* [WRITTEN INSTRUCTION A]: List every field name that is followed by a colon at the top of the book review.
* [WRITTEN INSTRUCTION B]: Set down the passage of the book review that begins at the words "Hey, it's a" and stops after "end them both.".

* [EXTRACT TO READ]:
'''
Series: N/A
Rating: 4 Stars
Length: 360 Pages
Formats: Paperback, Kindle
Disclosure: An ARC of this book was provided to me by Riptide Publishing via NetGalley. This rating, review, and all included thoughts and comments are my own.
A Better Book Than Its Cover
Black knows all about the dark underbelly of life. He should. He lives it every night. He and his twin sister were little more than children when circumstances forced them to the streets. Now they're Nightwalkers, selling themselves to survive.
Not sex...or blood, for that matter. Their vampire johns - Lyche, they call themselves - don't drink blood, and sex has never been one of the services the siblings offer. Besides, vampires have other needs. What Black and his sister sell is their chi, their life energy.
Hey, it's a renewable resource, and vampires pay well for it. Not that the transaction is risk-free. Quite the contrary, especially as he and his sister don't just sell their chi. They steal vampire chi for themselves in the process.
Turns out, their johns don't appreciate that much, a fact that becomes painfully clear when Black taps the very last vampire he should have anything to do with, Monsieur Garthelle. Not only is Garthelle the top vampire in the city and the law of the land, but the chi tap Black did on the guy goes wrong in a way that no other has.
Now he's got two choices. Either he lets Garthelle turn him and his sister into his two pet spies during some swanky party thing the vampire is holding for his nearest and dearest not-exactly-friends, or Garthelle will end them both.
Which really isn't any choice at all, is it?
~*~
With a fresh and original twist on vampire mythos and a complex and intricate story, Etzweiler's Blacker than Black was a much more entertaining read than I was expecting based on the cover alone. No offense to the art designer, but wow - that cover does this book no favors at all. Fortunately, both the atmospheric world and Black's travails after biting off more of Garthelle's chi than he could handle made up for it nicely.
I loved the mystery and investigation surrounding the murdered Lyche, and the world that Black and his sister are surviving in has just enough of a touch of slightly futuristic dystopian nightmare to give it a seedy, humans-are-second-class-citizens-at-best flavor but not so much that it turned me off (I'm not normally a fan). It was a nice balance, and all the meatiest plot threads were woven together in a way that slowly revealed more and more pertinent details about the characters and the Lyche culture.
It wasn't love at first chapter for me, though. I have to admit, I had to work at it a bit in the beginning. Black is narrating his story in first person perspective. Nothing unusual about that; a good majority of urban fantasy fiction is the same. What was unique...and, for me, off-putting, was the present tense in the telling. It made the beginning of the book in particular feel a bit odd and jarring, and I was well into the story before I realized I was no longer getting jerked out of the read every few minutes by the style of the narration.
The fact that Black wasn't my favorite character didn't help matters, either. I didn't dislike him. He had several good points. I just didn't think he was all that strong as the lead character - especially in comparison to his sister, who I loved. Black tended to focus too much on the fallout of his tap of Garthelle's chi for my taste, shortchanging the story's potential for more comprehensive world building and additional plot depth.
'''
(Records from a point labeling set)
'''
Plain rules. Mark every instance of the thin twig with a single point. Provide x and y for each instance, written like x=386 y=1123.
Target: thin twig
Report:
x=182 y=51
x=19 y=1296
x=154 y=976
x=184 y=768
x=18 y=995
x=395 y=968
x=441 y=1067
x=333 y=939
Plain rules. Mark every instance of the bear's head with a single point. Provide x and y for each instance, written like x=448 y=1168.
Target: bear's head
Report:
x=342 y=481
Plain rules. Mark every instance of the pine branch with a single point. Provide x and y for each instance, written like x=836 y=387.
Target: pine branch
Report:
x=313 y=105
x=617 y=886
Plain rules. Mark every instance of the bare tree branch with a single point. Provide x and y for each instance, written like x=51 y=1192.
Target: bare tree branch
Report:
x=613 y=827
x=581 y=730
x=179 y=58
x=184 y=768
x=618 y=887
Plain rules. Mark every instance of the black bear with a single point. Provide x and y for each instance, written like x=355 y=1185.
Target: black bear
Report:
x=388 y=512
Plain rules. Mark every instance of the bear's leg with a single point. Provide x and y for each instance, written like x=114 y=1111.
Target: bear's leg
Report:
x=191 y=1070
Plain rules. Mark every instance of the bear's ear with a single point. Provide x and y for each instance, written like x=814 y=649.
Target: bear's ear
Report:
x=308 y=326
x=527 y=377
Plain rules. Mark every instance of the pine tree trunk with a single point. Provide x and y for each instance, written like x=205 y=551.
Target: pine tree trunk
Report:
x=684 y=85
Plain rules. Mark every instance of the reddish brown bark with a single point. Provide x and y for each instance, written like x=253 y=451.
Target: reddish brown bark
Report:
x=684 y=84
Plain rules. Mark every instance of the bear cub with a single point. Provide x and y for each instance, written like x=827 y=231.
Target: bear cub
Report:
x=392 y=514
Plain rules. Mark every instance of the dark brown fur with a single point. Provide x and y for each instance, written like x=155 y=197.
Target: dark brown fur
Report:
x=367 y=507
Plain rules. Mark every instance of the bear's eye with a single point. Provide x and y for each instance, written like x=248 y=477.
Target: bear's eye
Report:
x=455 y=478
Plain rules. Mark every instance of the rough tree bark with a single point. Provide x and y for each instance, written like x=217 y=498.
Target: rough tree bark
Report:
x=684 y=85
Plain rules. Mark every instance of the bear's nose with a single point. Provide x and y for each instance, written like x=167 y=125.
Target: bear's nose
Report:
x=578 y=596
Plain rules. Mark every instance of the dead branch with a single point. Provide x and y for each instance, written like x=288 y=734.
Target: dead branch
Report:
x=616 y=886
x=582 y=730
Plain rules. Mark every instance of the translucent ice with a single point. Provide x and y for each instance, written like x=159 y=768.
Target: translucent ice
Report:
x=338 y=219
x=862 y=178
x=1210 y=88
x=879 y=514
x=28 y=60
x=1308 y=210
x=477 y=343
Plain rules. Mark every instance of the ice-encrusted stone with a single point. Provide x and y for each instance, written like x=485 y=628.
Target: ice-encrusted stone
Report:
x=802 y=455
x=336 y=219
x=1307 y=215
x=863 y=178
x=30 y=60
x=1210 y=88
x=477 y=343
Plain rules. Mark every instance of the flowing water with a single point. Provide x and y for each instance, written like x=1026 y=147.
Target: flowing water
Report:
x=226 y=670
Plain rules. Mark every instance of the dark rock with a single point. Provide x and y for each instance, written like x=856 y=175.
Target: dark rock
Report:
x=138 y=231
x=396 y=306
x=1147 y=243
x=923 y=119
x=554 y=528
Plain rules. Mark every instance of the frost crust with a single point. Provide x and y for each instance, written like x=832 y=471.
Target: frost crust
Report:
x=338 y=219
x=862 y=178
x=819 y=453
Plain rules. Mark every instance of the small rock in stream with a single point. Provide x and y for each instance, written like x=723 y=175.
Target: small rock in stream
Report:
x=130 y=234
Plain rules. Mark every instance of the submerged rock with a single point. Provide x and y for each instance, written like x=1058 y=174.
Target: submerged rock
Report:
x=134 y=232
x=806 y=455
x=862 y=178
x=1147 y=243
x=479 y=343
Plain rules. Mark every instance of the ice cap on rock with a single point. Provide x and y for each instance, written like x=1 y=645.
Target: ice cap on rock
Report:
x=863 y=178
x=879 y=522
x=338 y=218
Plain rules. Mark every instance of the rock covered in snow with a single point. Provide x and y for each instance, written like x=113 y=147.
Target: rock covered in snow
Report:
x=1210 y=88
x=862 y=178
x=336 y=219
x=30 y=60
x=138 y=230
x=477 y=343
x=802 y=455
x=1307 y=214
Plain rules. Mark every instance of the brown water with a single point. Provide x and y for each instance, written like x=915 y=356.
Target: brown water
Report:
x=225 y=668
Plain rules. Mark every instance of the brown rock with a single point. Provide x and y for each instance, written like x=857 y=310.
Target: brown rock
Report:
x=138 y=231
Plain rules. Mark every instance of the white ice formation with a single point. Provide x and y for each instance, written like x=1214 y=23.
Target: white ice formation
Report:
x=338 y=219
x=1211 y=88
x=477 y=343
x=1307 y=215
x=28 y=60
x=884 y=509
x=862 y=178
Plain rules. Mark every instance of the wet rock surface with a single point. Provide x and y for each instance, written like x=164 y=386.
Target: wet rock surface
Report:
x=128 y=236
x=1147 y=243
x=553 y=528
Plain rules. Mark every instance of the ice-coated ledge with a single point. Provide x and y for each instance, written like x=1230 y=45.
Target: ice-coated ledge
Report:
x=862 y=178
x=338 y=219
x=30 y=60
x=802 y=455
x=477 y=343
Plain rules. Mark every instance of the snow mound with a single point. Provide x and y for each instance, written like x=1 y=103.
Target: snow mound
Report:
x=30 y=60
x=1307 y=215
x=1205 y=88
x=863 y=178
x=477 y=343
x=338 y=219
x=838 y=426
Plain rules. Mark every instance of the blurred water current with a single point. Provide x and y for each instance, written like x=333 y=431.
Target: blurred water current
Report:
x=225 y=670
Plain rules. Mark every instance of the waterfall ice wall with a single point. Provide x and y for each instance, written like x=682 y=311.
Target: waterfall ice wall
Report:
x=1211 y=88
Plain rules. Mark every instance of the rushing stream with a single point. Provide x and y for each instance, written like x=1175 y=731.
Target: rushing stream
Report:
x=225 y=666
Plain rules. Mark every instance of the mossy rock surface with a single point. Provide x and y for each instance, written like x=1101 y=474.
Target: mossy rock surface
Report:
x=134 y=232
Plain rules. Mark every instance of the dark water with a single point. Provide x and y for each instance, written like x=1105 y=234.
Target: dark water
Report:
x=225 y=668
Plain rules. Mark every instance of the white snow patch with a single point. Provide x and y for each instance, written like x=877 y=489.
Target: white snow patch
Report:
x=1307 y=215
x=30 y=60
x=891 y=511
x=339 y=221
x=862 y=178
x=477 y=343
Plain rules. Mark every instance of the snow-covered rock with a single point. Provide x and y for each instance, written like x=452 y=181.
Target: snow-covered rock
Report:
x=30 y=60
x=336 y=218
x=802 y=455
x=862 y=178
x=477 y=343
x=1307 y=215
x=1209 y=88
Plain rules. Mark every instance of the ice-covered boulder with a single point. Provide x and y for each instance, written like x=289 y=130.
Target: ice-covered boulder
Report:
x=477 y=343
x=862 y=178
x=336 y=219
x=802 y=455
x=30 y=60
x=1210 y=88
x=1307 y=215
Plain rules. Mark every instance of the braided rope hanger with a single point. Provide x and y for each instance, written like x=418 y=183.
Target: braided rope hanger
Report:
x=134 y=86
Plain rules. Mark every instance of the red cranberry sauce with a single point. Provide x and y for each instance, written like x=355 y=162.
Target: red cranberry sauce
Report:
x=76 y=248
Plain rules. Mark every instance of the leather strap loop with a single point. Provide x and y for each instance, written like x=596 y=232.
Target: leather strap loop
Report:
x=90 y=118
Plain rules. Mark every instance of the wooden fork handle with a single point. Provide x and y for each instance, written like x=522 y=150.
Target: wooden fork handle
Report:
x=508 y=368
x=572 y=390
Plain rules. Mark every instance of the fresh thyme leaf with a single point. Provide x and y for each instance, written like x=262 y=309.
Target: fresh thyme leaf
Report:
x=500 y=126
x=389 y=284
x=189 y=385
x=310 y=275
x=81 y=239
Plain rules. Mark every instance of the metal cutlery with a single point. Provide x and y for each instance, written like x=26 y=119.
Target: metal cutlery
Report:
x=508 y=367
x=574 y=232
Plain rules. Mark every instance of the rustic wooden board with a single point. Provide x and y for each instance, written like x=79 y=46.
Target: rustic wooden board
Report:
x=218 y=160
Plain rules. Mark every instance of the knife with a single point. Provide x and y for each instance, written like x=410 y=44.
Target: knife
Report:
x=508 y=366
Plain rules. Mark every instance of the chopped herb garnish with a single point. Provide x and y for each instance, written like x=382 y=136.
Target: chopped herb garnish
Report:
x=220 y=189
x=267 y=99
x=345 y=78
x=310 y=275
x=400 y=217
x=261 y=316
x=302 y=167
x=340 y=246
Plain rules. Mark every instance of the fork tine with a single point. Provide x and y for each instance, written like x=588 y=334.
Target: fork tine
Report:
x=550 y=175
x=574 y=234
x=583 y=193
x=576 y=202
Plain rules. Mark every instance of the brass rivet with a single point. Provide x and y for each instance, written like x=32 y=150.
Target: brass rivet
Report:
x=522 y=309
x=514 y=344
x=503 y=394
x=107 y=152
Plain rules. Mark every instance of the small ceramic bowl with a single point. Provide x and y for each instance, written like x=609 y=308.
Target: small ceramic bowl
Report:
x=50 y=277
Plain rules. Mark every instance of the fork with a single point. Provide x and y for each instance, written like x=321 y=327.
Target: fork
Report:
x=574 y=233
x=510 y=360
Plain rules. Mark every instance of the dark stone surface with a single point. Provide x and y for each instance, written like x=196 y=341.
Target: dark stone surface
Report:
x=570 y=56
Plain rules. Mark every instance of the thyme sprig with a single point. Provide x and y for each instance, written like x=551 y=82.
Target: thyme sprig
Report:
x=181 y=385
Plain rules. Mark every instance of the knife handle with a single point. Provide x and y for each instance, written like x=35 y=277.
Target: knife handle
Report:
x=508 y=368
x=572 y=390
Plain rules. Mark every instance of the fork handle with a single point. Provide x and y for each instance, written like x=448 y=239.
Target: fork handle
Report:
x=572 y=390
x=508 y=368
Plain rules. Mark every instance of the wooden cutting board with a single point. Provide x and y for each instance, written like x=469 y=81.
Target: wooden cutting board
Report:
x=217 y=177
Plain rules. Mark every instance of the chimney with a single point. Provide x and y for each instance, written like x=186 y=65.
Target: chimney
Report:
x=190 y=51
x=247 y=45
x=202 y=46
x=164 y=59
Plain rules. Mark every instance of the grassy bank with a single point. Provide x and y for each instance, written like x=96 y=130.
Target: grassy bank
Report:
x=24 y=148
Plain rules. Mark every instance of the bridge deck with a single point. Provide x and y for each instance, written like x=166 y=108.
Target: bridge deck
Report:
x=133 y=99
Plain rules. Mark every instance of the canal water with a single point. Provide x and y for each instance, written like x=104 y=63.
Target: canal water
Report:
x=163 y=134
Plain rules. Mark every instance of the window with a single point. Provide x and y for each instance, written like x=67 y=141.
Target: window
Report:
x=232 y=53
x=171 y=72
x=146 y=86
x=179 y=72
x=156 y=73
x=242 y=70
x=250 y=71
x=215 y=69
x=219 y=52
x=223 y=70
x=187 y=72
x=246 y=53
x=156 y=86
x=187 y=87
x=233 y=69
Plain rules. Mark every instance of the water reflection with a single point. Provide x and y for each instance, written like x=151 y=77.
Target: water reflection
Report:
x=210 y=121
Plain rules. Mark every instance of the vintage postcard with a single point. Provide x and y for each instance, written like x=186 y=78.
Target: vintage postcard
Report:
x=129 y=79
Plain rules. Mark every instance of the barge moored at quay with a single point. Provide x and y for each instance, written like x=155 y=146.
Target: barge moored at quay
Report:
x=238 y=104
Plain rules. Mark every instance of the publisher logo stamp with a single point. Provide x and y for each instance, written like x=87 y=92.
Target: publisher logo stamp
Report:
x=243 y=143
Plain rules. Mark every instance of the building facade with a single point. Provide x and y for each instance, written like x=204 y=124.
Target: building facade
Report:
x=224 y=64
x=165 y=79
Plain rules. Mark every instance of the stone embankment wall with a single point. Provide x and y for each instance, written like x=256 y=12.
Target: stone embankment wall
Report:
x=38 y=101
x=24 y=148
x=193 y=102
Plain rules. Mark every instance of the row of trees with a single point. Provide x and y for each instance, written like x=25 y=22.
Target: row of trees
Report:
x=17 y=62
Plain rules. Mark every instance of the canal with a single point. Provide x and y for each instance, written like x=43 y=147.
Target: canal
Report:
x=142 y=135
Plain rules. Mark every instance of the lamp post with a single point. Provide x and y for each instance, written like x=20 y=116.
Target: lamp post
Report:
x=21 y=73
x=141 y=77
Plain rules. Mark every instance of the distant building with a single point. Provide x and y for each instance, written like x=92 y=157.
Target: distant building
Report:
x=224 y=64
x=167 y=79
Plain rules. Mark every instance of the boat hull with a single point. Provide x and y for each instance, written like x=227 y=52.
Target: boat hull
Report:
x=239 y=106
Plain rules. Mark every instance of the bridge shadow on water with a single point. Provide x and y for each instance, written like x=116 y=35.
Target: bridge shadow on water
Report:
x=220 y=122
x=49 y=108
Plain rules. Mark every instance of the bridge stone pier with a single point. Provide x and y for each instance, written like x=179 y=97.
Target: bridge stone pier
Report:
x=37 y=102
'''
* [TASK SOLUTION A]: Series, Rating, Length, Formats, Disclosure

* [TASK SOLUTION B]:
Hey, it's a renewable resource, and vampires pay well for it. Not that the transaction is risk-free. Quite the contrary, especially as he and his sister don't just sell their chi. They steal vampire chi for themselves in the process.
Turns out, their johns don't appreciate that much, a fact that becomes painfully clear when Black taps the very last vampire he should have anything to do with, Monsieur Garthelle. Not only is Garthelle the top vampire in the city and the law of the land, but the chi tap Black did on the guy goes wrong in a way that no other has.
Now he's got two choices. Either he lets Garthelle turn him and his sister into his two pet spies during some swanky party thing the vampire is holding for his nearest and dearest not-exactly-friends, or Garthelle will end them both.